## WHAT THE TASK ASKS
Please reproduce every one of the records below line for line, with no changes.

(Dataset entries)

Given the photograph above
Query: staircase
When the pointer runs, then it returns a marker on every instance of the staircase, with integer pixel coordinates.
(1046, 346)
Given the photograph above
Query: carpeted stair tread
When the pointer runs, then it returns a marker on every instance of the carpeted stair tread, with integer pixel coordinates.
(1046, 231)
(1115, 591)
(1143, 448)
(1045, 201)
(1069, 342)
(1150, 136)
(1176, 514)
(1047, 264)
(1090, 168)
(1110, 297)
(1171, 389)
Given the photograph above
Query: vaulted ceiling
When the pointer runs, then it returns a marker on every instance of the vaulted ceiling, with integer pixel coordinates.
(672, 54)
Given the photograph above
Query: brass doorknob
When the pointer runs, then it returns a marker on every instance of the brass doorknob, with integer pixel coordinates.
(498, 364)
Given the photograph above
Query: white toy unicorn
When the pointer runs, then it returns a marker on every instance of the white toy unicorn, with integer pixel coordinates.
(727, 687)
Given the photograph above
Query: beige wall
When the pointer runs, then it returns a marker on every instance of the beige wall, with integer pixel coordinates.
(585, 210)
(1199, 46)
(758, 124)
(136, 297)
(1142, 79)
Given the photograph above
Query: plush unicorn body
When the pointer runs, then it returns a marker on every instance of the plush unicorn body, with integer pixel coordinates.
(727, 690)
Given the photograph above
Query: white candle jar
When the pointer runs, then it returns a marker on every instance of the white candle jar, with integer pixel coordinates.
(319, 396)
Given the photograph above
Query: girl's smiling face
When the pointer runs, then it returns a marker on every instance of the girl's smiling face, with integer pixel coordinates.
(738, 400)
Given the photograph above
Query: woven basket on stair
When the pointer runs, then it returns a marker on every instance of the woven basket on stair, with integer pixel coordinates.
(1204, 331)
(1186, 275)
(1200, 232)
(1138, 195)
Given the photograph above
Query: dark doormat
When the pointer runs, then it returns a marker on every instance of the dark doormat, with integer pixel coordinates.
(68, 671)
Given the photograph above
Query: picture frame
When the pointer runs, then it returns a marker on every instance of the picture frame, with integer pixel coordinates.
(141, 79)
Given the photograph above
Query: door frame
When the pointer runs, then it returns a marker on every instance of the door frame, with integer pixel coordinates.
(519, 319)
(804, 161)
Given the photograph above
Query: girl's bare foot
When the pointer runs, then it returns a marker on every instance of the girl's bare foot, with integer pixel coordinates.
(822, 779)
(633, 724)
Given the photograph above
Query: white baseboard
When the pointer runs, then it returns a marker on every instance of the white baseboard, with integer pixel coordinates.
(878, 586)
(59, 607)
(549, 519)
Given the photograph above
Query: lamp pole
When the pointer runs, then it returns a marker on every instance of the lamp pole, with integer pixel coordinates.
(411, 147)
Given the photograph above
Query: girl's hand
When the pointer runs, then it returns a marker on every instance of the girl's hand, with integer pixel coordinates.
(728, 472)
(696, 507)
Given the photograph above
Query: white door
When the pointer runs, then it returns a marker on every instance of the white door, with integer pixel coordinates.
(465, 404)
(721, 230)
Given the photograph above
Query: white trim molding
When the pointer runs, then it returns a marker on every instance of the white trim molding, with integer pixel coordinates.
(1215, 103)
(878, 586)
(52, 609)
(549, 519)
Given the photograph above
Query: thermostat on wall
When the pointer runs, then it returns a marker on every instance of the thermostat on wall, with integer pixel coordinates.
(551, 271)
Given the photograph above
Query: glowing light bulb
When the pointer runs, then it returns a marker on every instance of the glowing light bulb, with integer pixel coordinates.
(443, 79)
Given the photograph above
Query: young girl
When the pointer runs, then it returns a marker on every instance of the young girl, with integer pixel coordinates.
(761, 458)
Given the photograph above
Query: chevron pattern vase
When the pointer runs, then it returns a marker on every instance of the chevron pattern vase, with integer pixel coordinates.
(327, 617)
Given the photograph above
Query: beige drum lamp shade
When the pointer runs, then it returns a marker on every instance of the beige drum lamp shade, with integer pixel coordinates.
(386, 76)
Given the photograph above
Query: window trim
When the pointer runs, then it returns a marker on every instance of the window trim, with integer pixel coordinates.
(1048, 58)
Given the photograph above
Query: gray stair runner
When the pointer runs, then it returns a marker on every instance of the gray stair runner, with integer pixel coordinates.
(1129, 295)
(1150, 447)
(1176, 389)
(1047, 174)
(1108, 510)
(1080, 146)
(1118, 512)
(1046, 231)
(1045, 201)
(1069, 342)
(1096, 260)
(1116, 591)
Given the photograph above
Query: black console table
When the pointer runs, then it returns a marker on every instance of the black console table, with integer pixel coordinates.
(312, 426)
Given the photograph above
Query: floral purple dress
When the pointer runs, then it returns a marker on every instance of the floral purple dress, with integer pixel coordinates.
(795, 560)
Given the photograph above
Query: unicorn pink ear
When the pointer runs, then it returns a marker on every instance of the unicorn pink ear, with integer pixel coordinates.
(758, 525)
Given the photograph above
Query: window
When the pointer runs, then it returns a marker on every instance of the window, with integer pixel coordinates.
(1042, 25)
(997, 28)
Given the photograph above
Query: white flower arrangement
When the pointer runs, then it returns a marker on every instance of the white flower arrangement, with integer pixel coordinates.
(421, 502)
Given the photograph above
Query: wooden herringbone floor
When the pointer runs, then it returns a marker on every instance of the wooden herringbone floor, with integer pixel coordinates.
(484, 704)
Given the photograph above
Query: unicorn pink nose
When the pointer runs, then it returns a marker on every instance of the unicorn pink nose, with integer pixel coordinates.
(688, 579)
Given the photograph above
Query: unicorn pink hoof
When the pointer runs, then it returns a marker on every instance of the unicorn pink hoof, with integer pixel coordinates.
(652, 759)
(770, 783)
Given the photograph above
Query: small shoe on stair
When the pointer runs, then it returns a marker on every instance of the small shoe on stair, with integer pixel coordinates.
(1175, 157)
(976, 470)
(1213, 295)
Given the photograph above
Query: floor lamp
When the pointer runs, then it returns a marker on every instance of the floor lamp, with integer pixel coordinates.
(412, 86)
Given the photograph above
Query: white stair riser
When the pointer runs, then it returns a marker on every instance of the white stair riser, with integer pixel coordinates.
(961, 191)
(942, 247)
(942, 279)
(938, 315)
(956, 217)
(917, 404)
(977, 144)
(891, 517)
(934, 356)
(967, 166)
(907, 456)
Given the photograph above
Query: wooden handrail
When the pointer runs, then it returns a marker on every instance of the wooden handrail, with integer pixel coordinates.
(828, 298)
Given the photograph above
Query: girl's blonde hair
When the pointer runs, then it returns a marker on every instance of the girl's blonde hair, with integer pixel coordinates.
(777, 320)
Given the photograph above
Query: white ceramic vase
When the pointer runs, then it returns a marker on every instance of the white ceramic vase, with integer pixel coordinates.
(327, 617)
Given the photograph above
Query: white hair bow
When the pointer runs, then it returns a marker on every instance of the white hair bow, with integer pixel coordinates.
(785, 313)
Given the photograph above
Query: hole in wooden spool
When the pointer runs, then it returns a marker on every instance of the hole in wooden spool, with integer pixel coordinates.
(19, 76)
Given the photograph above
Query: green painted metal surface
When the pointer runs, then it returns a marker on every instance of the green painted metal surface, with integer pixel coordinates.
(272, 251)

## RESULT FOR THIS EXERCISE
Given the photograph above
Query: staircase
When the pointer runs, then it returns a marker on every instance of the staircase, with integer pixel coordinates.
(1046, 346)
Given the photograph above
Query: carpeted stair tread
When the pointer runs, then it returns a marker on every instance of the carpeted stair tread, with integer pixel coordinates.
(1046, 231)
(1115, 591)
(1143, 448)
(1045, 201)
(1069, 342)
(1150, 136)
(1176, 514)
(1047, 264)
(1090, 168)
(1110, 297)
(1171, 389)
Given the photograph above
Query: vaulted ceiling
When the pointer runs, then it returns a marker on every instance of the vaulted ceiling, with integer pixel coordinates.
(672, 54)
Given the photograph above
Query: brass doorknob
When the pointer runs, then it returns a marker on every instance of the brass doorknob, with integer pixel coordinates.
(498, 364)
Given the photograph above
Query: white toy unicorn
When the pointer runs, then it returns a marker on every instance of the white toy unicorn, with integer pixel coordinates.
(727, 687)
Given the photograph above
Query: beige wall
When the pointer runs, then it returns a marker on every instance of the beige wall, with integer pixel coordinates.
(585, 210)
(1199, 46)
(758, 124)
(136, 297)
(1142, 79)
Given the photograph above
Query: plush unicorn body
When the pointer runs, then it returns a marker on every instance of the plush unicorn body, with integer pixel coordinates.
(727, 690)
Given the photograph above
Query: white candle jar
When the pointer runs, then it returns a marker on every instance of the white candle jar, with integer pixel coordinates.
(319, 396)
Given the photograph above
Query: girl's smiling face
When the pointer runs, then it returns a marker on every instance of the girl's smiling face, with integer pixel coordinates.
(738, 400)
Given the photograph above
Query: woven basket on stair
When the pointer runs, then it returns a marker on every instance of the woven basket on stair, with integer pixel coordinates.
(1204, 331)
(1186, 275)
(1200, 232)
(1138, 195)
Given the photograph above
Query: dark doormat
When the pointer runs, then it returns a marker on every instance of the dark doormat, with integer pixel coordinates.
(68, 671)
Given the photograph above
Query: picture frame
When the pointer runs, then it returns a marker on every instance of the picture frame, with integer pixel coordinates.
(141, 79)
Given the photograph above
Query: door frame
When the pointer runs, then it returns a marker on every instance of the door frame, with integer pixel coordinates.
(519, 319)
(804, 161)
Given the photograph above
Query: girl's bare foot
When the pointer runs, then it returns a marker on every instance of the girl's bare foot, with integer pixel coordinates.
(822, 779)
(633, 724)
Given the photograph above
Query: white baseboard
When the pointer runs, then it returns a marker on every instance of the white baseboard, with integer pixel coordinates.
(878, 586)
(59, 607)
(549, 519)
Given the photograph above
Query: lamp pole
When the pointer runs, then it returns a marker on every instance of the lamp pole, with integer pixel coordinates.
(411, 147)
Given the photograph above
Query: girl's hand
When the pointer runs, then it returns a marker on every instance of the girl's hand, with integer pixel coordinates.
(728, 472)
(696, 507)
Given the photograph above
Query: white door
When the pointer runs, then it returns a marker on every instance of the white door, with integer pixel coordinates.
(465, 404)
(721, 230)
Given the photograph above
Query: white trim molding
When the pointer runs, then it returns a marker on every instance of the white trim molding, with integer pixel coordinates.
(1215, 103)
(878, 586)
(52, 609)
(549, 519)
Given the photograph above
Query: thermostat on wall
When the pointer runs, then it returns a marker on every instance of the thermostat on wall, with integer pixel coordinates.
(551, 271)
Given the photograph above
Query: glowing light bulb
When the pointer runs, then it returns a marker on every instance of the glowing light bulb, with integer pixel coordinates.
(443, 79)
Given the photograph above
Query: young girl
When the pointer runs, then it returns a marker on every instance of the young girl, with integer pixel coordinates.
(761, 458)
Given the photograph above
Query: chevron pattern vase
When the pointer runs, then it returns a marker on every instance of the chevron pattern vase, with integer pixel coordinates.
(327, 617)
Given the photograph above
Query: beige drum lamp shade
When the pointer runs, then it returns a marker on every instance of the beige drum lamp shade, with integer pixel coordinates.
(386, 76)
Given the photograph above
Query: window trim
When the pointer runs, then it returns a marker on every instance of the window trim, with integer pixel coordinates.
(1048, 58)
Given the photograph above
Query: gray stair runner
When the pointer runs, then it returns a marker on every instance of the gray stair runner, with integer pixel coordinates.
(1129, 295)
(1150, 447)
(1176, 389)
(1047, 174)
(1108, 510)
(1080, 146)
(1118, 512)
(1046, 231)
(1045, 201)
(1069, 342)
(1096, 260)
(1116, 591)
Given the photograph above
Query: black console table
When the pointer runs, then it returns a marker on every instance of the black console table, with integer pixel coordinates.
(312, 426)
Given the photograph above
Query: floral purple dress
When the pointer runs, then it returns a marker on every instance of the floral purple dress, with integer pixel coordinates.
(795, 560)
Given the photograph above
Query: unicorn pink ear
When the pointer runs, then it returns a marker on every instance of the unicorn pink ear, with integer pixel coordinates.
(758, 525)
Given the photograph above
Query: window
When the pointer runs, then it returns a marker on every instance of the window, with integer pixel coordinates.
(1042, 25)
(997, 28)
Given the photograph above
Query: white flower arrangement
When the pointer runs, then it returns a marker on every instance of the white flower arrangement, with integer pixel coordinates.
(421, 502)
Given the photograph above
Query: wooden herringbone floor
When the pointer runs, then it returns a marker on every instance of the wooden herringbone floor, with integer pixel coordinates.
(484, 704)
Given the photograph above
Query: unicorn pink nose
When the pointer runs, then it returns a marker on every instance of the unicorn pink nose, with integer pixel coordinates.
(688, 579)
Given the photograph above
Query: unicorn pink hoof
When the pointer runs, then it returns a marker on every instance of the unicorn pink hoof, with integer pixel coordinates.
(652, 759)
(770, 783)
Given the photograph above
Query: small shoe on stair
When the pointer runs, then it returns a marker on every instance of the small shoe on stair, with integer pixel coordinates.
(1175, 157)
(976, 470)
(1213, 295)
Given the photograph above
Query: floor lamp
When the pointer runs, then it returns a marker on every instance of the floor lamp, with integer pixel coordinates.
(412, 86)
Given the photograph above
Query: white stair riser
When the pointer runs, then it returns a marker on every instance of the white stair riser, with integer pixel coordinates.
(961, 191)
(942, 247)
(942, 279)
(938, 315)
(956, 217)
(917, 404)
(977, 144)
(891, 517)
(934, 356)
(967, 166)
(907, 456)
Given the photograph above
Query: wooden handrail
When the pointer runs, then it returns a marker on every instance of the wooden handrail, with integer pixel coordinates.
(828, 298)
Given the photograph above
Query: girl's blonde hair
When the pointer runs, then it returns a marker on every instance of the girl's blonde hair, with integer pixel coordinates.
(777, 320)
Given the photograph above
Query: white ceramic vase
When the pointer runs, then it returns a marker on every instance of the white ceramic vase, with integer pixel coordinates.
(327, 617)
Given the photograph above
Query: white hair bow
When the pointer runs, then it returns a marker on every instance of the white hair bow, with integer pixel coordinates.
(785, 313)
Given the photograph above
Query: hole in wooden spool
When the pointer runs, then it returns a marker on every instance of the hole in wooden spool, with integer pixel coordinates.
(19, 76)
Given the photograph above
Query: green painted metal surface
When the pointer runs, then it returns a marker on every instance of the green painted metal surface, with integer pixel coordinates.
(272, 251)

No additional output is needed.